▶ ARTICLE:
>> start

So, Tim, according to your recollection, any player who didn’t take the test (for which they were assured that the results would be completely anonymous and discarded), would be automatically counted as a “positive.”  Like if someone pulled over for DUI refuses to take a breathalizer.  Therefore, it would make no real sense for users not to take the test, since their no-show would still be counted in the final tally, and perhaps their refusal to take the test would become public knowledge.  So perhaps they were optional in a literal sense (as you always have a choice to act or not, regardless of what the outcome of that choice is), but practically meant nothing.  Just spitballin’ here.

Jason
14 years ago

“What I always found significant about the Sosa corked bat incident is that it was prima facie evidence that he would cheat…that is, break the Rules and use forbidden methods that other players were not in order to get a competitive edge, real or imagined. Despite the rampant MLB player profiling, character is a factor in all this, and not every player will chuck his principles for better stats. Sosa would, and we knew that before his test results came out.”

I think Sheehan said it best:

“Some people continue to be surprised that highly competitive young men fighting for fame, honor, and a cut of $6 billion would do everything they could to beat the guy next to them, which is a pretty good way to make the Olympic team in Naive”

http://www.baseballprospectus.com/article.php?articleid=8487

Jack Marshall
14 years ago

Jason: Not being surprised that people who can benefit from cheating will cheat, and assuming that all such people DO cheat and WILL cheat are two completely different things. One is reasonable, and the other isn’t. What I see is an awful lot of people who should know better leaping from one proposition to the other.

Travis M. Nelson
14 years ago

To respond more to Will Carroll than to you, there certainly were some players on the 2002-03 Cubs whose performances raise some questions about PEDs. 

Mario Encarnacion, who played sparingly for the Cubs in 2001 and 2002, was suspended for steroids while playing in China in 2005 and later died from a heart attach at the age of 30.

>> end

▶ SOURCE DATA:
>> start

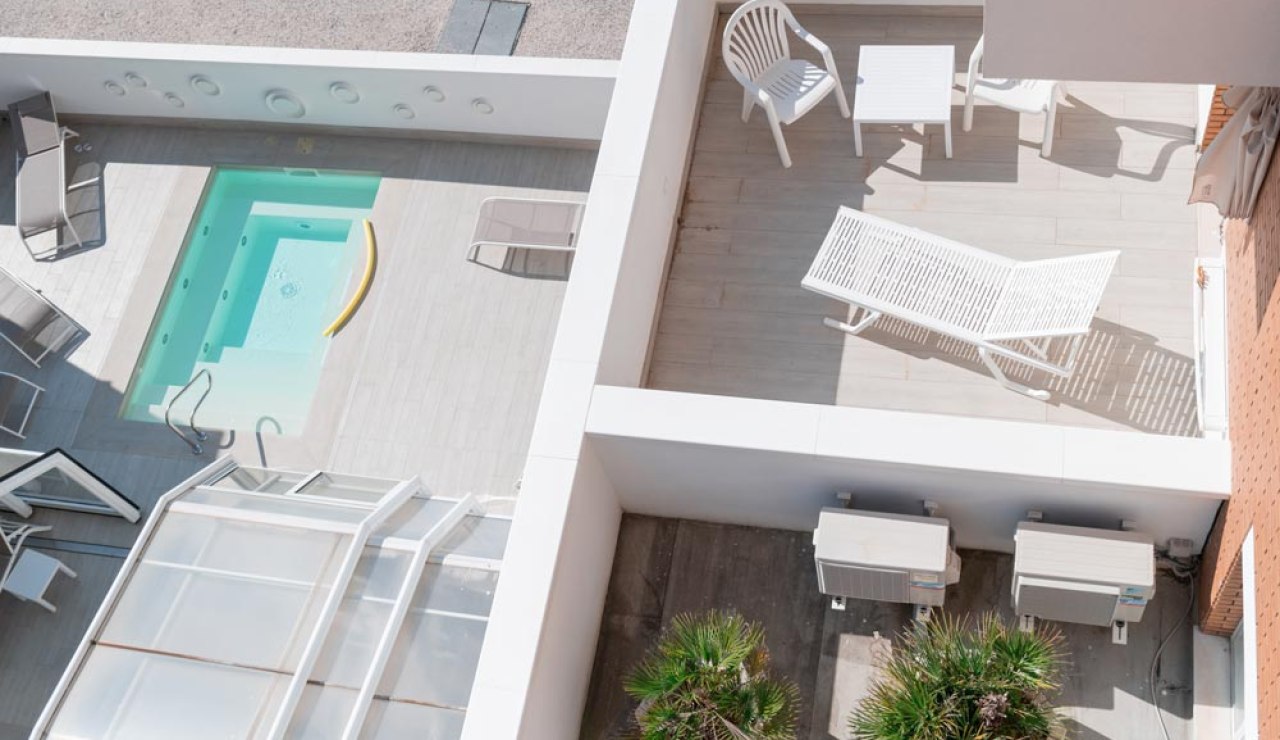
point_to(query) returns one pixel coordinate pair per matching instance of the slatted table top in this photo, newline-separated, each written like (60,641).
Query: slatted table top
(904,83)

>> end

▶ WHAT YOU NEED TO DO:
a. In the baseball drug-testing comments, where was Mario Encarnacion playing when he was suspended for steroids?
b. Using the reasons in the baseball drug-testing comments, explain why players had no real reason to skip the test.
c. Carry the baseball drug-testing comments further, starting after the last sentence shown.

▶ OUTPUTS BY TASK:
a. He was playing in China, in 2005.

b. A player who didn't take the test would automatically be counted as a positive, so the no-show would still appear in the final tally. Refusing might also become public knowledge, so the test was optional only in a literal sense.

c.
Todd Hundley was named as a Kirk Radomski customer in the Mitchell Report.  He never hit more than 16 homers in a season at any level of his career before he hit 41 in 1996 with the Mets, and then 30 a year later, and then he too got hurt and disappeared.

Fred McGriff had what appeared to be a normal career decline in production (as measured by OPS+) from his late 20’s til his mid 30’s but then had a “spike” from ages 35-38, part of which was with the Cubs, and all of which occurred at the height of the “steroid era”. 

Mark Bellhorn was a decent hitter in the minors who never did much in Oakland, but who hit 27 homers with the Cubs in 2002, and then promptly fell off the planet. 

Moises Alou showed huge fluctuations in his power numbers and batting average throughout his career, set a career high in homers at age 37 (Just like Raul Ibanez!), suffered from lots of nagging injuries, but was still hitting well into the .300’s when he was 40 years old.  And look how he yelled at Steve Bartman! That’s ‘roid rage if I ever saw it! 

Kyle Farnsworth has those huge shoulders, used to play football, and once beat the crap out of the opposing pitcher (Paul Wilson) after he had hit Wilson with a pitch.  He also tackled Jeremy Affelt after an on-field brawl had apparently been stopped.  There’s some ‘roid rage for ya! 

Obviouslyu some of this is tongue in cheek, but really, there’s stuff to question there if you just look for it.